- [REQUEST] Copy verbatim every line from the one containing "The component shall return one point per instance of the petlebi" through the end of the records, inclusive.
Start of EXERCISE INPUT
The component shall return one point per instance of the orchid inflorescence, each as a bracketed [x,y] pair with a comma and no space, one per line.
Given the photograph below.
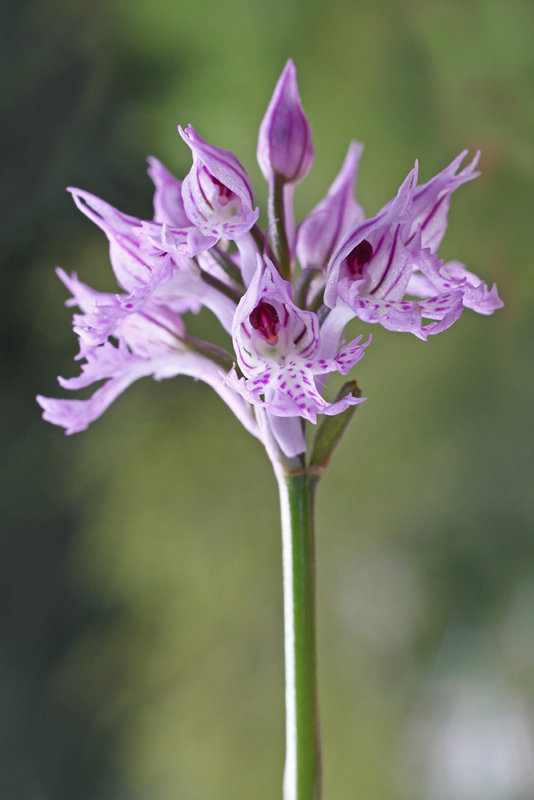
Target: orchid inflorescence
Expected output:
[284,295]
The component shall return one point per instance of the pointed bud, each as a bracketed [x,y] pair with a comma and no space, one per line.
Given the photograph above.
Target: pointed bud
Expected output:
[284,144]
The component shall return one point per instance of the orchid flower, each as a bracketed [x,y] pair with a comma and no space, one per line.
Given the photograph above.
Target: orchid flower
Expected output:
[283,297]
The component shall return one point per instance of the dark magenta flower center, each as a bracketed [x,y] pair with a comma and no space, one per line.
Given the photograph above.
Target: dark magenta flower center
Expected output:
[264,318]
[358,257]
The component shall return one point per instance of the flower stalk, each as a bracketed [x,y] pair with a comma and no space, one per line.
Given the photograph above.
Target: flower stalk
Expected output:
[302,774]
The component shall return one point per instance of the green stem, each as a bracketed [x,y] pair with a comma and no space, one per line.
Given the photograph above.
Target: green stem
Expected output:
[277,220]
[302,775]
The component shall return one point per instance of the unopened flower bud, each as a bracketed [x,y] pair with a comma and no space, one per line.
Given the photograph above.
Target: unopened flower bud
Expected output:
[284,145]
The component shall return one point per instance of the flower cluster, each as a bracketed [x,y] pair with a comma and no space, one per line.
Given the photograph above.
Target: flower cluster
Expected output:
[284,299]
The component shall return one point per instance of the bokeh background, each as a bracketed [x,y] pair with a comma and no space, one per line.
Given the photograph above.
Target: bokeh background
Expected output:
[141,649]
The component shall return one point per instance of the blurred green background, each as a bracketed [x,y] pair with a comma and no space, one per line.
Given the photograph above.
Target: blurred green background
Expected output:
[141,649]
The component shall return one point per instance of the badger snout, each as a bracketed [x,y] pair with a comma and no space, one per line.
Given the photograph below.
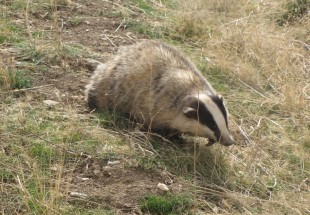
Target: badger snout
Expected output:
[227,141]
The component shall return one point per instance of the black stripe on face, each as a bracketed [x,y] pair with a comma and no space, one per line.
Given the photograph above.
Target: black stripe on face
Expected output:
[220,104]
[206,118]
[92,101]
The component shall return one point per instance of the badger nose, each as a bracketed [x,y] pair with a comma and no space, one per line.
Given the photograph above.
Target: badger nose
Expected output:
[227,141]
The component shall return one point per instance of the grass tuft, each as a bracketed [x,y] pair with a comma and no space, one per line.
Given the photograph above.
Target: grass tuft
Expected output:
[164,205]
[295,10]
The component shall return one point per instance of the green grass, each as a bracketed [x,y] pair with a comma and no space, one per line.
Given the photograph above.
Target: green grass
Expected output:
[294,11]
[76,21]
[15,79]
[164,205]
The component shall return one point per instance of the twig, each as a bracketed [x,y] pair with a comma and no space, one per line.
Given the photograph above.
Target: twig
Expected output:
[109,40]
[131,11]
[32,88]
[237,20]
[254,90]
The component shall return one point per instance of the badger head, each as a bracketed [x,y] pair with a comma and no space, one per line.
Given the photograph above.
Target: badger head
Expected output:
[208,117]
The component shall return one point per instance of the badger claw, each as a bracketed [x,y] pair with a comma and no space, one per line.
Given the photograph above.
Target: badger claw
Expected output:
[211,142]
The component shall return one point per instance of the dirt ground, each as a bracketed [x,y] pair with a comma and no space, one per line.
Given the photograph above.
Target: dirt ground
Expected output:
[92,182]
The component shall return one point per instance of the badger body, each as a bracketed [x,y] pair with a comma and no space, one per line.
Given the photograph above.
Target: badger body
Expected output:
[161,88]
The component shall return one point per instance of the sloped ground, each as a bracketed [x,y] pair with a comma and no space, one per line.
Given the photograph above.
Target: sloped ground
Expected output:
[60,159]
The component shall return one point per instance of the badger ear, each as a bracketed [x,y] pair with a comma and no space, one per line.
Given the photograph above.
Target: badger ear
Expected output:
[190,112]
[220,97]
[191,106]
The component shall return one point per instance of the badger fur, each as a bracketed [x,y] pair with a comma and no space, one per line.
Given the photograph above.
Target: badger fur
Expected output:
[160,87]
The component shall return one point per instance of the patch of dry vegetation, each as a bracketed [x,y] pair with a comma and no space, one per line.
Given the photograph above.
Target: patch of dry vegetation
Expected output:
[262,69]
[266,70]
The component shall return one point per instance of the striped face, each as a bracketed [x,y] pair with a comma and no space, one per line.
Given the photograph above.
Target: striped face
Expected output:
[212,117]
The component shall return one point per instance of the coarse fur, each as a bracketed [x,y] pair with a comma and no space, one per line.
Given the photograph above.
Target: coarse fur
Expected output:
[161,88]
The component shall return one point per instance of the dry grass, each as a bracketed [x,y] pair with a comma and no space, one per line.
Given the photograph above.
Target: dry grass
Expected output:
[261,68]
[268,71]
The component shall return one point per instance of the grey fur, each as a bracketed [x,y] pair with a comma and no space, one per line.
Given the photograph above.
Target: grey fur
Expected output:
[155,83]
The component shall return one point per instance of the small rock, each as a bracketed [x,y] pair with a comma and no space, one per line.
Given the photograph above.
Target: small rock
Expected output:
[50,102]
[163,187]
[77,194]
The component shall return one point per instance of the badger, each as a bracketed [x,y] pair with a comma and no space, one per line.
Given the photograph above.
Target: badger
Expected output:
[161,88]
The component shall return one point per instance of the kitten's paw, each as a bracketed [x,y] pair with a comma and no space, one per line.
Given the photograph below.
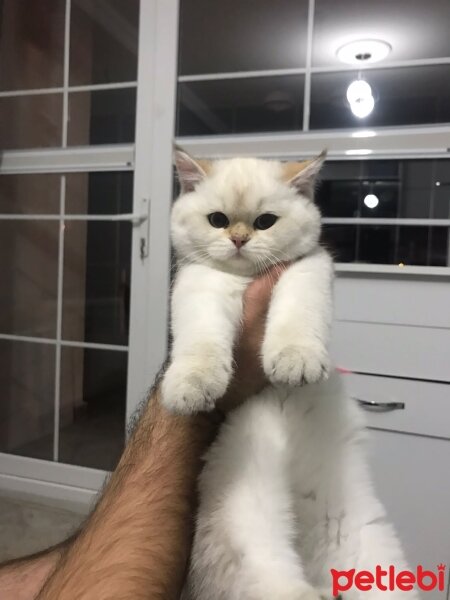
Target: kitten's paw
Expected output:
[193,383]
[297,364]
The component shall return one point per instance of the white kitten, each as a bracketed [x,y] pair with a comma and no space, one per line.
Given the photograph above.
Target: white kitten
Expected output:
[285,494]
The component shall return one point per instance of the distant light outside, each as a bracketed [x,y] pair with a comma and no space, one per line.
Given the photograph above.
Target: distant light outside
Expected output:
[371,201]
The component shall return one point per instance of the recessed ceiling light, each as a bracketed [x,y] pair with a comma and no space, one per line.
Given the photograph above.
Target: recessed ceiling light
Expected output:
[358,152]
[364,133]
[371,201]
[363,52]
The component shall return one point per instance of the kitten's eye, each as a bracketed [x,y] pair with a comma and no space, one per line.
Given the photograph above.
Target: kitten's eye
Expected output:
[218,220]
[265,221]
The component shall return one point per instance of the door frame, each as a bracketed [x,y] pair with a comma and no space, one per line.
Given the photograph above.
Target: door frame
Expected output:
[150,158]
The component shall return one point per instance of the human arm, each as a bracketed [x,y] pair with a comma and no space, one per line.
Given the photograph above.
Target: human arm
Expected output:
[136,543]
[295,347]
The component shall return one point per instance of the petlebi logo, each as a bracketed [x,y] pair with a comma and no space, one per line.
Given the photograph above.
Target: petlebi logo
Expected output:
End of EXERCISE INPUT
- [EXERCISE SOLUTION]
The component shall return one point per instance of the petlebi logo, each as a bracketed [x,y] pair with a comma and no space, one per line.
Given the photograph above.
Target: petlebi logo
Expected output:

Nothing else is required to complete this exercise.